* [EXERCISE] Tally the lines in the data below that contain the string "concrete", treating uppercase and lowercase as different. Reply with the number alone.

(Dataset rows)
┄┄┄┄┄┄
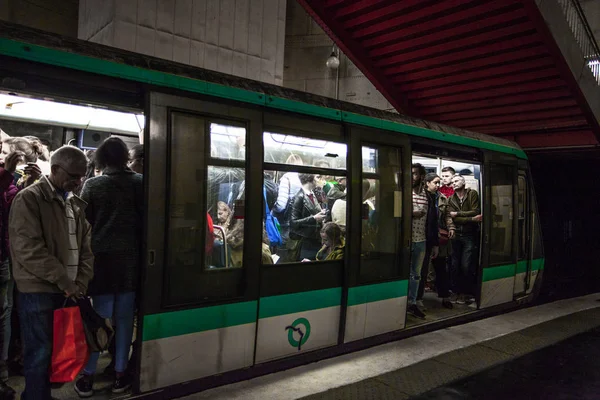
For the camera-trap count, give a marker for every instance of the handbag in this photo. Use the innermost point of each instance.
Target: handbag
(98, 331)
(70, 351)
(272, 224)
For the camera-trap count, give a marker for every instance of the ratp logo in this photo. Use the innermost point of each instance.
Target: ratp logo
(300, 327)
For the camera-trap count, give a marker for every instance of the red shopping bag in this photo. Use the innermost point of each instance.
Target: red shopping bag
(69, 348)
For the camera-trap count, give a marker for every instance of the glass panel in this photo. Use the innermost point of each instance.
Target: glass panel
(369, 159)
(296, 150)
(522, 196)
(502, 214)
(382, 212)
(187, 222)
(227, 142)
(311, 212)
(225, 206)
┄┄┄┄┄┄
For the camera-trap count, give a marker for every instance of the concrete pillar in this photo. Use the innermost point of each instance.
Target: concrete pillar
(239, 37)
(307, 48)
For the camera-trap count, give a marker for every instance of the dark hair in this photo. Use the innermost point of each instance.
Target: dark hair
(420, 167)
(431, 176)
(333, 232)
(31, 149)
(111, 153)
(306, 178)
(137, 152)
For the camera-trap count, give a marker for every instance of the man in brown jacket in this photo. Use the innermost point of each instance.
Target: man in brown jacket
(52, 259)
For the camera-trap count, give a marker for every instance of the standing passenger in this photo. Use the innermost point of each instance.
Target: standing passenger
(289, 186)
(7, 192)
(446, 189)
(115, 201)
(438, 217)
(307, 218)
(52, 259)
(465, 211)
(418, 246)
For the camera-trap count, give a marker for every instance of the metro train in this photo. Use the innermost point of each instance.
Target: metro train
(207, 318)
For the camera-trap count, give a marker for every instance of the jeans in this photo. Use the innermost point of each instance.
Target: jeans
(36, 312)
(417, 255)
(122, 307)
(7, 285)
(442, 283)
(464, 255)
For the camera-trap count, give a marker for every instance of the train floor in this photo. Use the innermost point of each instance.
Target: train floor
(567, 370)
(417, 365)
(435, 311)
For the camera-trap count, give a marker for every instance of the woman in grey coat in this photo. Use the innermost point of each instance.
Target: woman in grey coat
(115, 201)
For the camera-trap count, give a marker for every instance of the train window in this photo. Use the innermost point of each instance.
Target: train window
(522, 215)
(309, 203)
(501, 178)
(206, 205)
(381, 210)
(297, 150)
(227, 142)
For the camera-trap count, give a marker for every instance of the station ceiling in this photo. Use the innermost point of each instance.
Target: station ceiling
┄┄┄┄┄┄
* [SOLUTION FOR THIS PROBLEM] 2